Only lines holding the string "open" are wanted; copy each one from the material.

════════════════════

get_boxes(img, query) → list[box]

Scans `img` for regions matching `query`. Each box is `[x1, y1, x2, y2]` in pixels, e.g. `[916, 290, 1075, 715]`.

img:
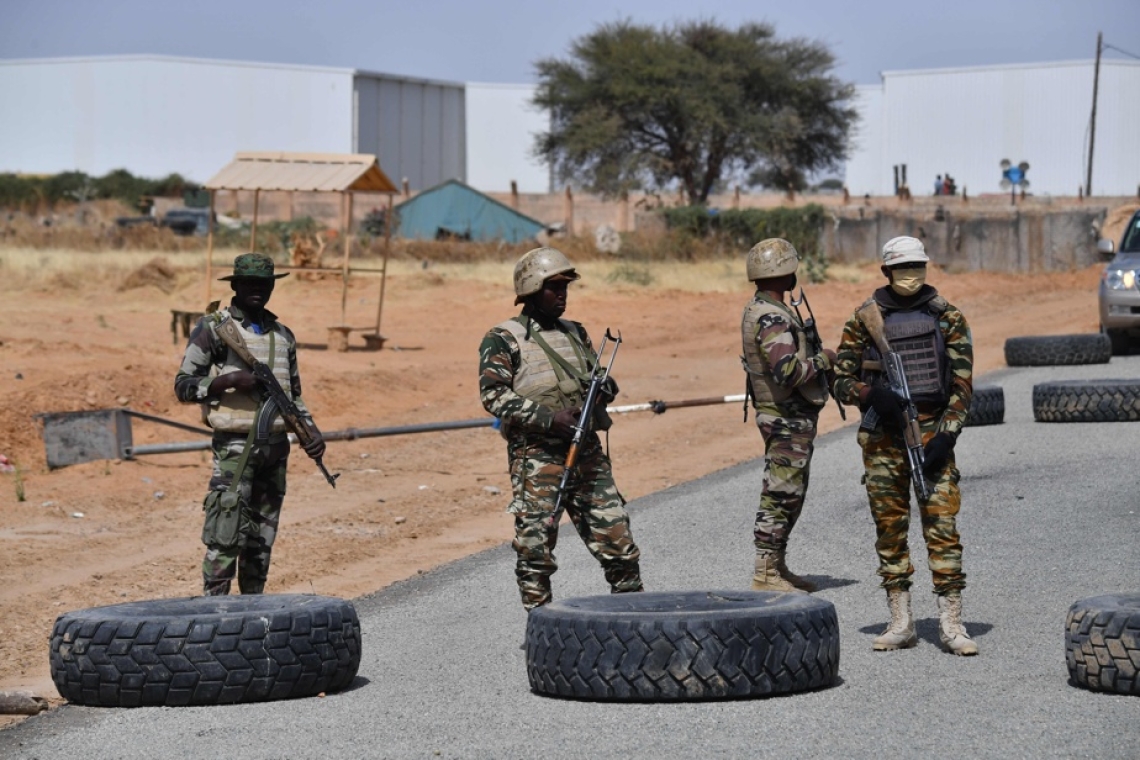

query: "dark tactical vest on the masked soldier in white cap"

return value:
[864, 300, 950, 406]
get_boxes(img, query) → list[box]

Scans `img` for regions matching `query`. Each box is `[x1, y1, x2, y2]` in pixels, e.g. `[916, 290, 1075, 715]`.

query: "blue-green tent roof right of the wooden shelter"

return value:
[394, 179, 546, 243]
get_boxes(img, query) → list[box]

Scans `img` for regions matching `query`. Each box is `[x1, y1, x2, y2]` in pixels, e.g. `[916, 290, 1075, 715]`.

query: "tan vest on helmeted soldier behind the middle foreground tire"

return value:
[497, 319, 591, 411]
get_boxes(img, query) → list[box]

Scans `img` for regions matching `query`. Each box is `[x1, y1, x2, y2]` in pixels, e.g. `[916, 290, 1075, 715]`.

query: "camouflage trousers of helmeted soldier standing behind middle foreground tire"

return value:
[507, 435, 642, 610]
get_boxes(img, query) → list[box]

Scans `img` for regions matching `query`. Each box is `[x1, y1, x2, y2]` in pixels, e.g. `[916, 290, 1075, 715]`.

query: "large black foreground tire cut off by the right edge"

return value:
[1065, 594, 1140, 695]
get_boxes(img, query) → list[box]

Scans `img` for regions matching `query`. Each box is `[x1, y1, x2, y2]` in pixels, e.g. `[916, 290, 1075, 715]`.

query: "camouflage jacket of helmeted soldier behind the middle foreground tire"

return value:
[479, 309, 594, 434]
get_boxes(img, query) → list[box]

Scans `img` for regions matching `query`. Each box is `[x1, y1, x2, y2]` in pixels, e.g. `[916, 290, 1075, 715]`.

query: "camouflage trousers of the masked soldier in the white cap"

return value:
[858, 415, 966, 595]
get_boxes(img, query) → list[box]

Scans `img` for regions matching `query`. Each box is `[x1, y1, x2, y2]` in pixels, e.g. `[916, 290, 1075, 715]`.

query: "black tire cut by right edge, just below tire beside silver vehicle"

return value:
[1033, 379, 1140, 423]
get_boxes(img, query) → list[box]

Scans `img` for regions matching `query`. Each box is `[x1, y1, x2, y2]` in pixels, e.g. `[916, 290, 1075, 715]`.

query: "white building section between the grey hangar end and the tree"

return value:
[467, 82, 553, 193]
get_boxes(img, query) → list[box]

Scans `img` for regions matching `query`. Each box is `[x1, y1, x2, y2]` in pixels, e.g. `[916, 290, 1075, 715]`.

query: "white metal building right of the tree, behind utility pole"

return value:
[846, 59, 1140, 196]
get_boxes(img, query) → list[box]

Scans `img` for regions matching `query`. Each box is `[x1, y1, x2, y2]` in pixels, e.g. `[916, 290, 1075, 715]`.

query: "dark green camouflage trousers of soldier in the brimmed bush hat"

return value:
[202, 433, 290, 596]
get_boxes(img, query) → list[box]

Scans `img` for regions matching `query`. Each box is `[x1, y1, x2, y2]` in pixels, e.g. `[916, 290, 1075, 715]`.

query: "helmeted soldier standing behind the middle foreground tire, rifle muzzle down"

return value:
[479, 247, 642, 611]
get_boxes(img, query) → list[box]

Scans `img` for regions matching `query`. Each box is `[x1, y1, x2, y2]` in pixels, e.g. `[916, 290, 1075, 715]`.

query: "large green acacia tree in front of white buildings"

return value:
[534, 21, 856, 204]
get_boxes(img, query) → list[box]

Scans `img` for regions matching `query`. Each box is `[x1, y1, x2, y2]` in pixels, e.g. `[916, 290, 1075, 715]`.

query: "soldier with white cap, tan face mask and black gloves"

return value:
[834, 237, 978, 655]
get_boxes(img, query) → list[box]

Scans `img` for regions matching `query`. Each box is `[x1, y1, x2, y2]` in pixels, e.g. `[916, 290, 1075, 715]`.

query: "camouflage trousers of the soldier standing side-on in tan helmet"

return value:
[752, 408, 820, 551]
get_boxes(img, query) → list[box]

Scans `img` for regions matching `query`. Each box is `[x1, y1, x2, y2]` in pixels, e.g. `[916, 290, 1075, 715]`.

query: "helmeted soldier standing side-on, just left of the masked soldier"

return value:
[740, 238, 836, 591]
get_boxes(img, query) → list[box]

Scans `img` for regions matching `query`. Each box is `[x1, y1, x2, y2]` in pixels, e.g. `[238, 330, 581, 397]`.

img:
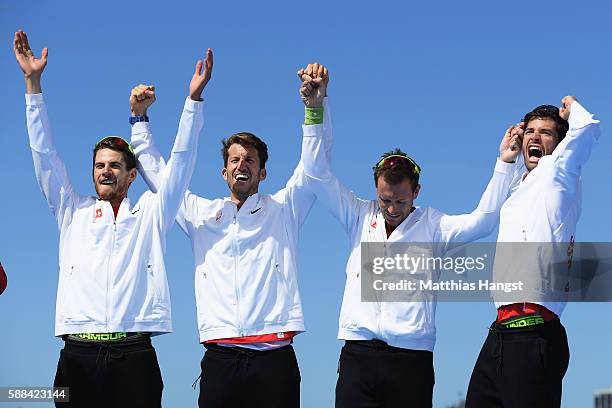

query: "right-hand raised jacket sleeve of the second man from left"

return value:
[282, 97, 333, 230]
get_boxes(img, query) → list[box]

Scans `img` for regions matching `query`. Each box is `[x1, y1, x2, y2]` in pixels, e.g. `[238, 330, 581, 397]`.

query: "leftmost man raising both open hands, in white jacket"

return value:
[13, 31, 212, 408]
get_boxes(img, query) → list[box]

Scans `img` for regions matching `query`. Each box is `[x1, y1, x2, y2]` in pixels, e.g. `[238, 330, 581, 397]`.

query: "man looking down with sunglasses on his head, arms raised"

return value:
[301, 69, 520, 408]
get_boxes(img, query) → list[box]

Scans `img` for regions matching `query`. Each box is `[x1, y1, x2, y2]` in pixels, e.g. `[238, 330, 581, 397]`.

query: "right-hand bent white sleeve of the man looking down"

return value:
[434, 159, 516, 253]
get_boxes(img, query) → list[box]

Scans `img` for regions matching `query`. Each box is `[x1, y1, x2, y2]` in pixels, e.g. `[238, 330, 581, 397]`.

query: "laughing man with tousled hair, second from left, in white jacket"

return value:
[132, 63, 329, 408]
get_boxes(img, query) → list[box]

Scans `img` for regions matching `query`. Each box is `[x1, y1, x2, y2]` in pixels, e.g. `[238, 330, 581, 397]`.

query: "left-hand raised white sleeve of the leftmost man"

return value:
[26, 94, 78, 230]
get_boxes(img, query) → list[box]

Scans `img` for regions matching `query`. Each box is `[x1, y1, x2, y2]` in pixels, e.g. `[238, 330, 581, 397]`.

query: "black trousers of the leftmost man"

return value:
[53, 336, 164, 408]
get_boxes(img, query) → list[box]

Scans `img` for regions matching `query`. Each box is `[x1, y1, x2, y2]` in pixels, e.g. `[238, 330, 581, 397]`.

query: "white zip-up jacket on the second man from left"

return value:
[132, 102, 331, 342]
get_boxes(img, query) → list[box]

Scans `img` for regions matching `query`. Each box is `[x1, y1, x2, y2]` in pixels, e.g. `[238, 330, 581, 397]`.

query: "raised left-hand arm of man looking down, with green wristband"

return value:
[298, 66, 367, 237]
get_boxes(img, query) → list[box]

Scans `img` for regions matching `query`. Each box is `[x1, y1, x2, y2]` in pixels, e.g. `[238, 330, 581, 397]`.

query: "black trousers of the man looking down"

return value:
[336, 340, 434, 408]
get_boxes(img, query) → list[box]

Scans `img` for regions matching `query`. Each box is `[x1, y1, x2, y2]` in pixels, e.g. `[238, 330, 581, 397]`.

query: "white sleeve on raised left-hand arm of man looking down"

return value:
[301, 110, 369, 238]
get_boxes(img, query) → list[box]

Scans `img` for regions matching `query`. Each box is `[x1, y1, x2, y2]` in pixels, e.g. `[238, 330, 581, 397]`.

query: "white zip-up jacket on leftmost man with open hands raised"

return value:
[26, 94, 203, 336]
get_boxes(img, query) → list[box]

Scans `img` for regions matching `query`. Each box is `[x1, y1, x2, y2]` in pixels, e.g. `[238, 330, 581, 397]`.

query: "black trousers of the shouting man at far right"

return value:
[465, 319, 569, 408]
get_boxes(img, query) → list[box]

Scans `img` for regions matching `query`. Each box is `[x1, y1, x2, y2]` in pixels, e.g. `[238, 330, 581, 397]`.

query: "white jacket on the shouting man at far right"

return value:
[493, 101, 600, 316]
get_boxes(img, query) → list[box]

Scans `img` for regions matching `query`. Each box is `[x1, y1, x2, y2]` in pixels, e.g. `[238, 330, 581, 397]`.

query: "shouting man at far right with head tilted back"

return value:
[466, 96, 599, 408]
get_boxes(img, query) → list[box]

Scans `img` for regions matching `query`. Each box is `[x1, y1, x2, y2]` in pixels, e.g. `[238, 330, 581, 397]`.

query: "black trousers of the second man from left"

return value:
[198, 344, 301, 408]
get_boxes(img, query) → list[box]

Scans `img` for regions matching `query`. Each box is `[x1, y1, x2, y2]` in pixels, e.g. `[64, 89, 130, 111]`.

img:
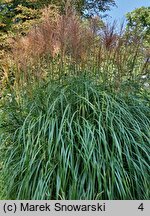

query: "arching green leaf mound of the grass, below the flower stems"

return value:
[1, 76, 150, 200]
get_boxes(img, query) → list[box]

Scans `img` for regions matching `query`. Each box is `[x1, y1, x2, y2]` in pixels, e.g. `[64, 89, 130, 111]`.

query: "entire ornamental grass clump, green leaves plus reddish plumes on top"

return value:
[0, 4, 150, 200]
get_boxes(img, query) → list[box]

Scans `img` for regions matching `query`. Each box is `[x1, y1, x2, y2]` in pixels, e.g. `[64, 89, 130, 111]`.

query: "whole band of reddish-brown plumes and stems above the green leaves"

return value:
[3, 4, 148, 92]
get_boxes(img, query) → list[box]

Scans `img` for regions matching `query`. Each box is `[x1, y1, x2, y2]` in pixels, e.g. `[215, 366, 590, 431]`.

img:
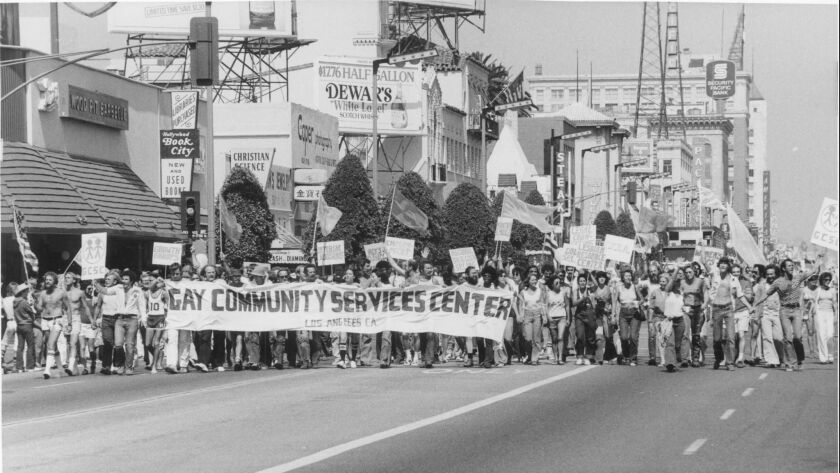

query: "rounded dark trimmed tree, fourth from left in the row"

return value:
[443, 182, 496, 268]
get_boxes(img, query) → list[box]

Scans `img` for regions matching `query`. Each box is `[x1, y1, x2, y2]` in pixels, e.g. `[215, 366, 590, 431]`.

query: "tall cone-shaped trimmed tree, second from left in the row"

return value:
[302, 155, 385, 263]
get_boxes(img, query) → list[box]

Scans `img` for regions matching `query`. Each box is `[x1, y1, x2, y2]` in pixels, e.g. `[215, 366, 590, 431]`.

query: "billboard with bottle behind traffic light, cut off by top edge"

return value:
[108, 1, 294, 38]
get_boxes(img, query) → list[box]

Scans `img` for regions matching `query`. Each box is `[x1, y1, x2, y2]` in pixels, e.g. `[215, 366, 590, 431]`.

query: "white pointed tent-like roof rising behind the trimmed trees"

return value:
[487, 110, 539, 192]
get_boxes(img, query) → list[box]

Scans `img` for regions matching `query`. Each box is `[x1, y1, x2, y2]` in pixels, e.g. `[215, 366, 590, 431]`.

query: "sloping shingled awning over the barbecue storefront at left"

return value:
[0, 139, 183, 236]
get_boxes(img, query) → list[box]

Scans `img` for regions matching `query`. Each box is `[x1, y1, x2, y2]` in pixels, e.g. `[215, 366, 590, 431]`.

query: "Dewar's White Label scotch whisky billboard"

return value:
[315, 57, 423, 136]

════════════════════

(Response box)
query: "leftmost man raising both open hands, in white jacket"
query: "white zip-up jacket on leftmost man with open hands raised"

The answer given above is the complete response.